Set exercise: Give back exactly the lines that run from the line containing "Target: green crop field" through the end of the listing below. Leave out every other line.

Records shown:

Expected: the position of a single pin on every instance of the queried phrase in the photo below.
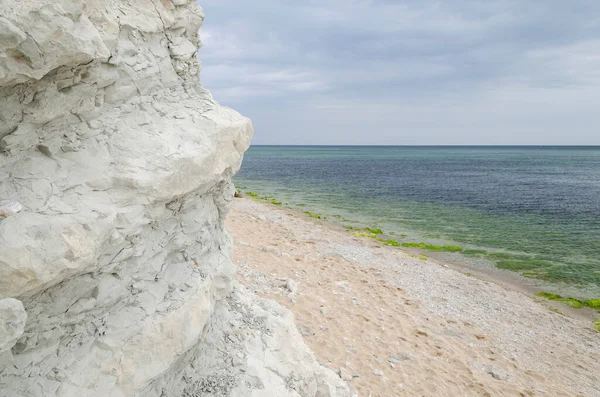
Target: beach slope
(393, 324)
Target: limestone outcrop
(115, 178)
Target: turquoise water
(534, 210)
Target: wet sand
(393, 325)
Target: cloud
(326, 71)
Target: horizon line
(426, 145)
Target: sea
(532, 210)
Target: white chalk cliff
(115, 178)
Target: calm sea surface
(535, 210)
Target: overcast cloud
(407, 72)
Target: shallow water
(535, 210)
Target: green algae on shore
(313, 215)
(432, 247)
(572, 302)
(536, 265)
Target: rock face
(115, 178)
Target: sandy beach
(391, 324)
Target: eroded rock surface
(121, 165)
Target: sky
(414, 72)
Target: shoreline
(360, 304)
(506, 278)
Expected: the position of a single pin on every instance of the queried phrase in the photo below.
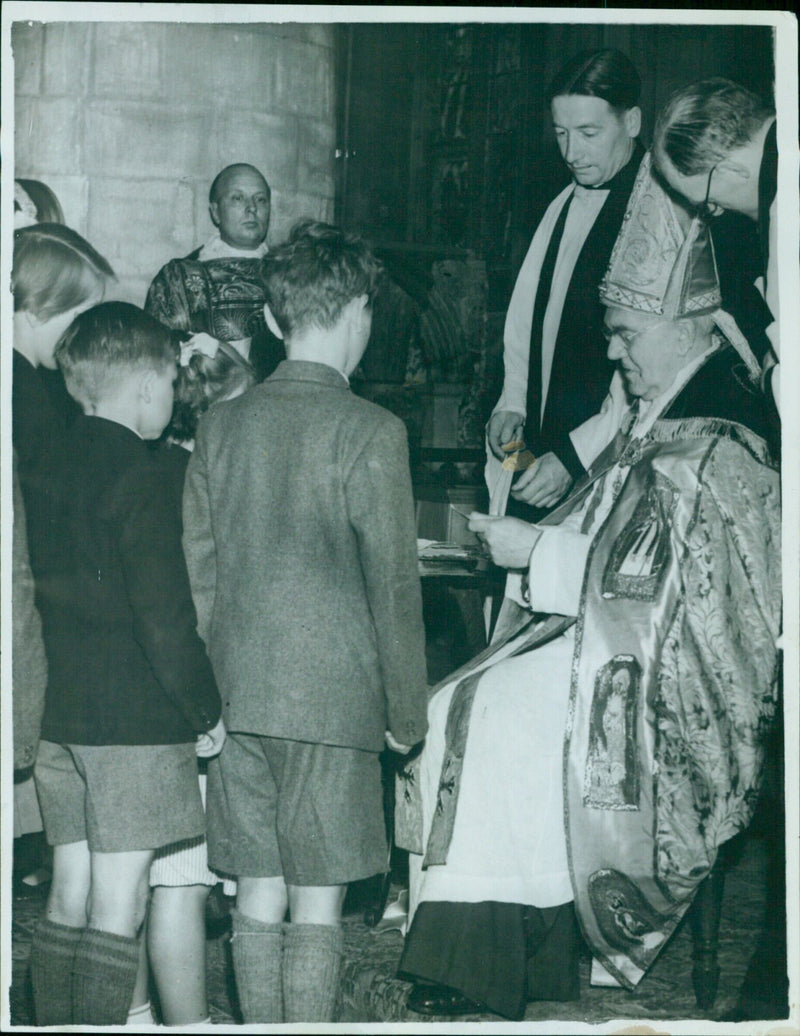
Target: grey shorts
(310, 813)
(118, 798)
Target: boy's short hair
(703, 122)
(203, 381)
(109, 342)
(312, 277)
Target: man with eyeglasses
(594, 761)
(715, 144)
(555, 369)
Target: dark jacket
(301, 545)
(125, 664)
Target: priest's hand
(210, 743)
(505, 426)
(543, 484)
(508, 540)
(396, 746)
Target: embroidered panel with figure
(626, 919)
(610, 779)
(639, 555)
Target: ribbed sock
(257, 951)
(141, 1015)
(104, 976)
(312, 963)
(52, 954)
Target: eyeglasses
(628, 338)
(708, 210)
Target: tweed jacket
(301, 545)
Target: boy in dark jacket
(131, 694)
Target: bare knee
(119, 891)
(262, 898)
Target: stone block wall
(130, 122)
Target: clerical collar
(623, 177)
(216, 248)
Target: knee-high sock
(52, 954)
(104, 976)
(257, 951)
(312, 965)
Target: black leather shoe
(425, 999)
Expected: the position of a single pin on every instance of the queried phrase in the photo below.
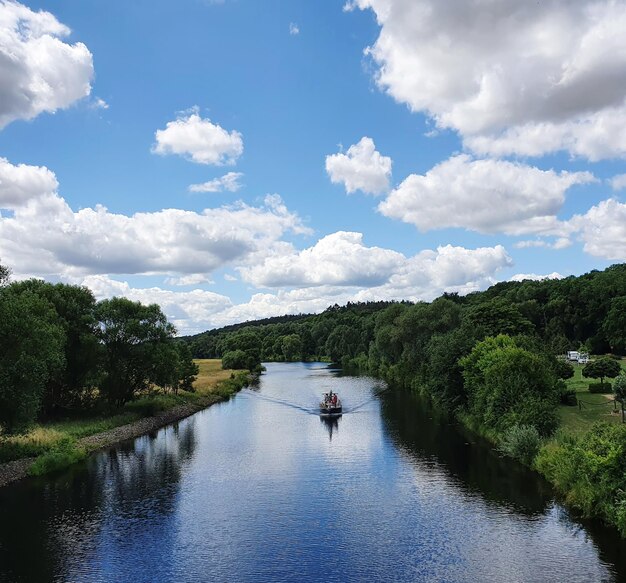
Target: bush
(521, 442)
(567, 394)
(603, 388)
(57, 459)
(590, 471)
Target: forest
(62, 352)
(490, 358)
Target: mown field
(593, 407)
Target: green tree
(187, 369)
(619, 387)
(31, 351)
(5, 274)
(601, 368)
(292, 347)
(508, 385)
(614, 325)
(132, 337)
(74, 306)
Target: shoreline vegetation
(493, 359)
(52, 446)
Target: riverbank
(57, 445)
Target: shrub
(590, 470)
(521, 442)
(603, 388)
(57, 459)
(567, 394)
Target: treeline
(490, 357)
(61, 351)
(586, 312)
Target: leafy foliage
(601, 368)
(591, 471)
(521, 442)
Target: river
(262, 489)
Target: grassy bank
(56, 445)
(586, 460)
(593, 407)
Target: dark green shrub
(603, 388)
(567, 394)
(57, 459)
(521, 442)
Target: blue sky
(376, 149)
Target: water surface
(263, 489)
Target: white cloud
(229, 182)
(38, 71)
(509, 76)
(560, 243)
(447, 269)
(199, 140)
(618, 182)
(361, 168)
(488, 196)
(422, 277)
(603, 230)
(339, 259)
(99, 103)
(45, 236)
(22, 183)
(191, 279)
(535, 277)
(190, 312)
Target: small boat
(330, 404)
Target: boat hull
(328, 411)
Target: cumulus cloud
(488, 196)
(191, 279)
(38, 71)
(603, 230)
(45, 236)
(618, 182)
(422, 277)
(535, 277)
(229, 182)
(199, 140)
(190, 311)
(22, 183)
(360, 168)
(339, 259)
(560, 243)
(511, 77)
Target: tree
(508, 385)
(619, 387)
(601, 368)
(74, 306)
(292, 347)
(5, 274)
(187, 369)
(614, 325)
(31, 341)
(132, 337)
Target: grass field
(593, 407)
(211, 385)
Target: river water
(262, 489)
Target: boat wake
(314, 409)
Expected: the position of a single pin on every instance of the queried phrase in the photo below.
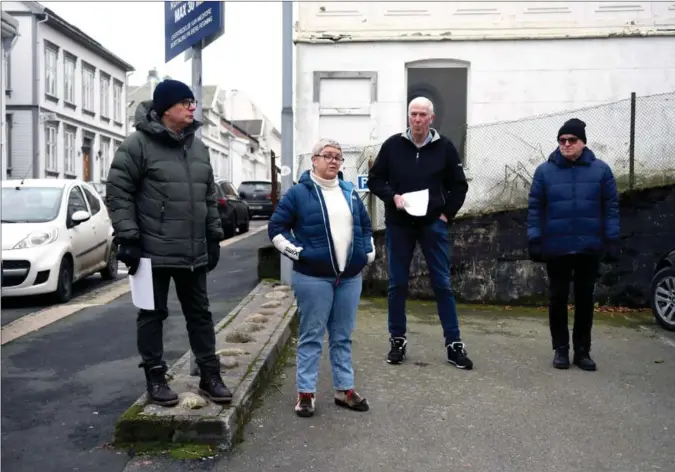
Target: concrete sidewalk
(513, 412)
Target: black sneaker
(561, 358)
(398, 349)
(157, 386)
(211, 385)
(457, 356)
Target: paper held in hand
(416, 203)
(142, 292)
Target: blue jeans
(323, 305)
(435, 244)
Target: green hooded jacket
(161, 193)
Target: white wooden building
(67, 98)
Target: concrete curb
(214, 424)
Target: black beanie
(575, 127)
(168, 93)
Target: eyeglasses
(189, 103)
(562, 141)
(331, 157)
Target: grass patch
(425, 312)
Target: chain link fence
(634, 136)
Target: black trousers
(191, 292)
(582, 271)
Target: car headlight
(38, 238)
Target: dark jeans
(191, 292)
(582, 270)
(435, 244)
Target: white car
(54, 232)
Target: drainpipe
(125, 105)
(36, 97)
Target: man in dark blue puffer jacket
(573, 224)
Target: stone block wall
(490, 262)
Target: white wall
(507, 81)
(21, 67)
(423, 21)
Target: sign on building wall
(362, 183)
(188, 23)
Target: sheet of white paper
(142, 293)
(416, 203)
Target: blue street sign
(362, 183)
(188, 23)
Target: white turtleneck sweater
(339, 216)
(341, 224)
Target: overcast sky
(246, 58)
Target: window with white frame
(88, 88)
(105, 96)
(5, 70)
(51, 56)
(51, 157)
(69, 79)
(69, 150)
(117, 101)
(105, 158)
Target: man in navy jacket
(420, 159)
(573, 224)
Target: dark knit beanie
(575, 127)
(168, 93)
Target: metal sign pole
(197, 91)
(287, 119)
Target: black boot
(211, 385)
(583, 360)
(158, 390)
(561, 359)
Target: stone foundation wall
(490, 262)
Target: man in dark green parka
(162, 201)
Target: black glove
(612, 251)
(536, 250)
(129, 253)
(214, 255)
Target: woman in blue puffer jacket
(572, 224)
(322, 225)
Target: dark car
(258, 195)
(662, 291)
(234, 212)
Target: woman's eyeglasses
(332, 157)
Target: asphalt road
(513, 413)
(16, 307)
(64, 386)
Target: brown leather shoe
(305, 405)
(351, 399)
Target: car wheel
(662, 293)
(243, 228)
(64, 289)
(110, 271)
(229, 229)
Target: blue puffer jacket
(301, 221)
(573, 207)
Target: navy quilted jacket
(573, 207)
(301, 221)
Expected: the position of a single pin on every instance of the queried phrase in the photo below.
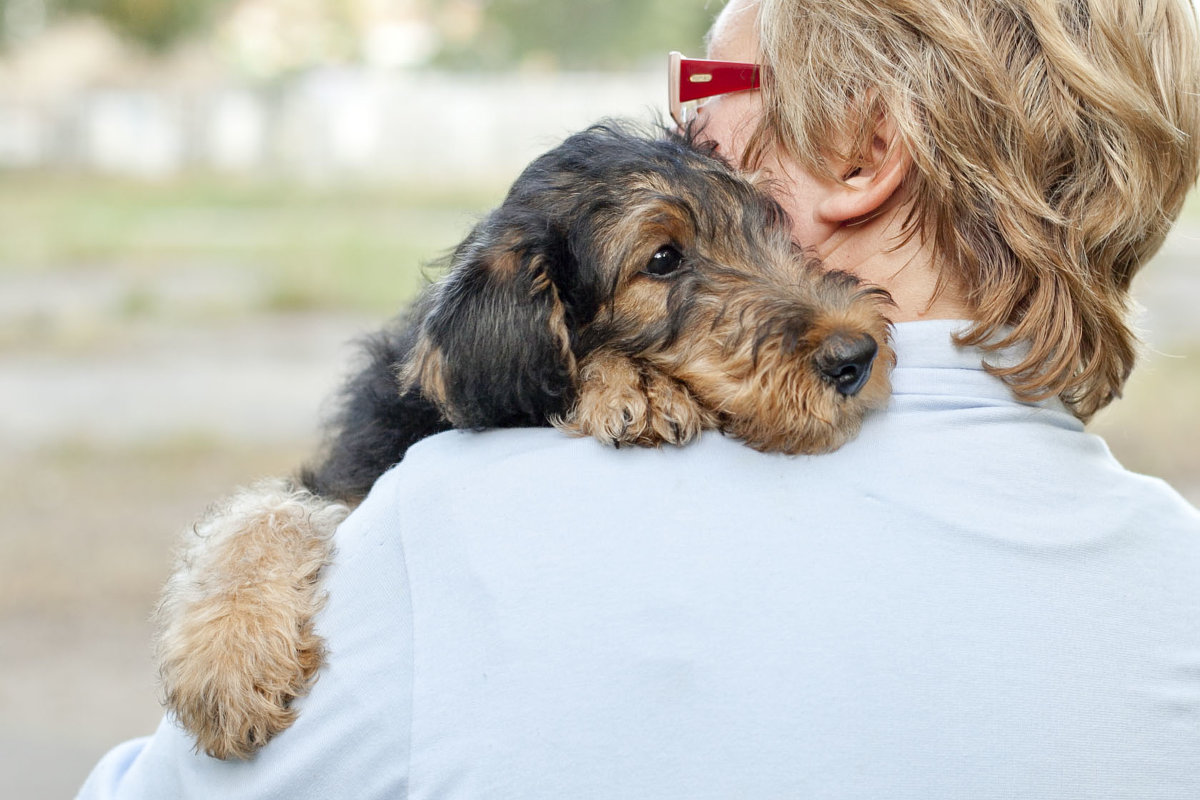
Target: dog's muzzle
(846, 361)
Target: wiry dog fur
(633, 289)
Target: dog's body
(633, 289)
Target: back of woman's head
(1053, 143)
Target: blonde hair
(1053, 144)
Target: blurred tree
(156, 24)
(575, 34)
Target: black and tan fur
(633, 289)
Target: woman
(971, 600)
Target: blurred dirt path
(114, 434)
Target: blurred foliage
(156, 24)
(473, 34)
(579, 34)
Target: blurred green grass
(316, 247)
(367, 248)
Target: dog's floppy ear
(495, 347)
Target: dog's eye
(665, 260)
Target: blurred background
(203, 200)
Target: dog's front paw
(625, 403)
(235, 638)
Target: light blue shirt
(970, 601)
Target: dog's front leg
(235, 639)
(627, 402)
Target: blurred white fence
(325, 125)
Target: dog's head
(654, 248)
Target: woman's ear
(868, 185)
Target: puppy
(633, 289)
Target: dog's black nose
(845, 361)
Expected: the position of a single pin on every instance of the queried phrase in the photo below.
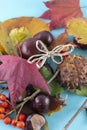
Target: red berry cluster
(5, 108)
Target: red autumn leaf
(18, 74)
(60, 11)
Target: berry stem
(75, 115)
(20, 106)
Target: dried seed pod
(73, 72)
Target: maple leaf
(60, 11)
(18, 74)
(73, 72)
(34, 25)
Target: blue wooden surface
(15, 8)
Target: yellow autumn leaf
(5, 43)
(18, 35)
(34, 25)
(78, 28)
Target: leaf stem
(75, 115)
(84, 7)
(53, 77)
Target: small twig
(24, 101)
(53, 77)
(3, 89)
(75, 115)
(2, 82)
(10, 112)
(19, 111)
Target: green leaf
(54, 86)
(82, 92)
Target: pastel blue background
(15, 8)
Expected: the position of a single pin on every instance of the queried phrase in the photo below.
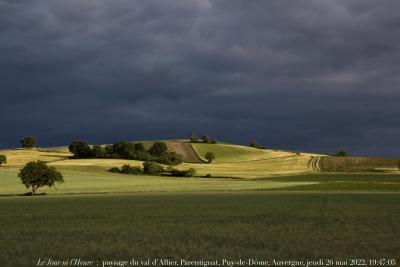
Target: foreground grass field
(89, 179)
(256, 225)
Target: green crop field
(89, 179)
(257, 204)
(193, 226)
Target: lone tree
(3, 159)
(80, 149)
(28, 142)
(209, 157)
(37, 174)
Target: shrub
(152, 168)
(114, 169)
(28, 142)
(124, 149)
(193, 138)
(158, 149)
(80, 149)
(98, 151)
(3, 159)
(209, 157)
(140, 147)
(341, 153)
(206, 138)
(256, 145)
(128, 169)
(184, 173)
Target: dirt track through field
(314, 163)
(185, 149)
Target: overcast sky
(307, 75)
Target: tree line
(153, 168)
(158, 152)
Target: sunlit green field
(235, 225)
(88, 179)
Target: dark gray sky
(307, 75)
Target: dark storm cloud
(304, 75)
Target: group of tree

Output below:
Target: green crop field
(89, 179)
(257, 204)
(193, 226)
Target: lone tree
(3, 159)
(80, 149)
(28, 142)
(209, 157)
(37, 174)
Target: shrub
(152, 168)
(114, 169)
(28, 142)
(124, 149)
(193, 138)
(158, 149)
(80, 149)
(98, 151)
(3, 159)
(209, 157)
(140, 147)
(341, 153)
(206, 138)
(256, 145)
(128, 169)
(184, 173)
Target: dirt track through field
(314, 163)
(185, 149)
Target: overcast sky
(307, 75)
Target: tree line
(153, 168)
(158, 152)
Target: sunlit green field
(235, 225)
(88, 179)
Target: dark gray sky
(307, 75)
Target: dark storm cloud
(304, 75)
Target: group of tree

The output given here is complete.